Anthrax outbreak in cattle on Prairies hits record
DAWN WALTON
CALGARY — An anthrax outbreak has risen to record levels in
Saskatchewan and Manitoba where the number of dead animals — most of
them cattle — has jumped dramatically in the past month and officials
are now frantically vaccinating herds to stop the spread of the
disease.
As of yesterday, 628 animals have died on 129 properties in
Saskatchewan since the beginning of July, when the bacteria was
discovered in a dead bull in Melfort, northeast of Saskatoon, according
to the Canadian Food Inspection Agency.
In Manitoba, the numbers are also rising, but not at the same pace. By
yesterday, 18 farms had been quarantined and 124 animals have died.
Sandra Stephens, a Saskatoon-based veterinarian with the agency, said
this is the largest anthrax outbreak on the Prairies since Ottawa began
keeping track in the 1950s.
In the previous six years, Saskatchewan had recorded just five cases of
the illness, while Manitoba counted 43 cases during the same period.
Health officials say anthrax is more of an animal health issue than a
concern to people.
Anthrax can lay dormant in the soil for years — even decades — but
outbreaks have popped up from time to time across the Prairies.
Epidemics can come after heavy rain, which brings spores to the
surface, and during periods of drought because the animals are forced
to graze deep into contaminated ground.

(DATA BELOW):
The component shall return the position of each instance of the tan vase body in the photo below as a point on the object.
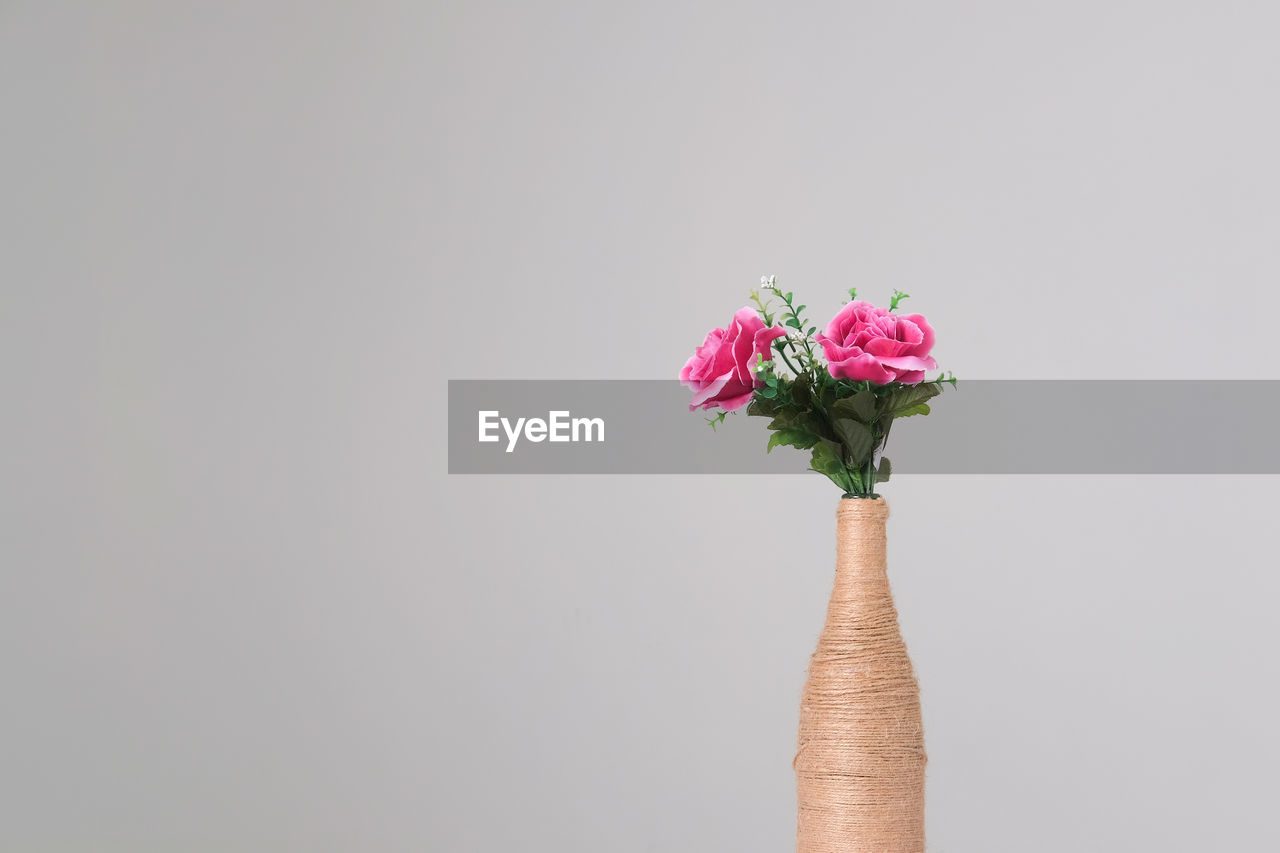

(COMPLETE THE FOLLOWING):
• 1. In the article on the Prairie anthrax outbreak, how many Manitoba farms had been quarantined by yesterday?
• 2. Pick up the article on the Prairie anthrax outbreak after its final sentence and carry it forward.

(EXERCISE RESPONSES):
• 1. 18 farms

• 2.
This summer has proved to be a perfect storm of "environmental
conditions," according to the agency.
Farmers across Saskatchewan and Manitoba have spent the summer burning
carcasses of infected animals –cattle, horses, bison, sheep, goats and
other animals — in order to decrease the infection rate. If animals
come into contact with the infected carcasses, they could pick up the
infection.
Livestock anthrax is spread neither among live animals nor through the
air.
However, a Melfort-area man contracted a case of skin anthrax in
mid-July. The farmer was treated with antibiotics and made a complete
recovery from the least serious and most common form of the illness.
Saskatchewan’s Chief Medical Health Officer, Ross Findlater, explained
that while anthrax is not transmitted from person to person, skin
anthrax poses a small, theoretical risk of infection from direct
contact with the lesions on another person before an antibiotic regime
has begun.
Farmers are doing what they can to stop the spread. This summer, more
than 250,000 animals have been privately vaccinated and the federal
agency has injected another 18,000 with the vaccine.
About 1,355 animals have been vaccinated by the agency in Manitoba and
while no private figures were available for that province, there is a
similar level of urgency.
"From what I’m hearing, guys are buckling down, getting their herds
vaccinated and trying to ride through it as best they can," Keith
Robertson, executive director of the Manitoba Cattle Producers
Association, told The Canadian Press.
Who loves ya.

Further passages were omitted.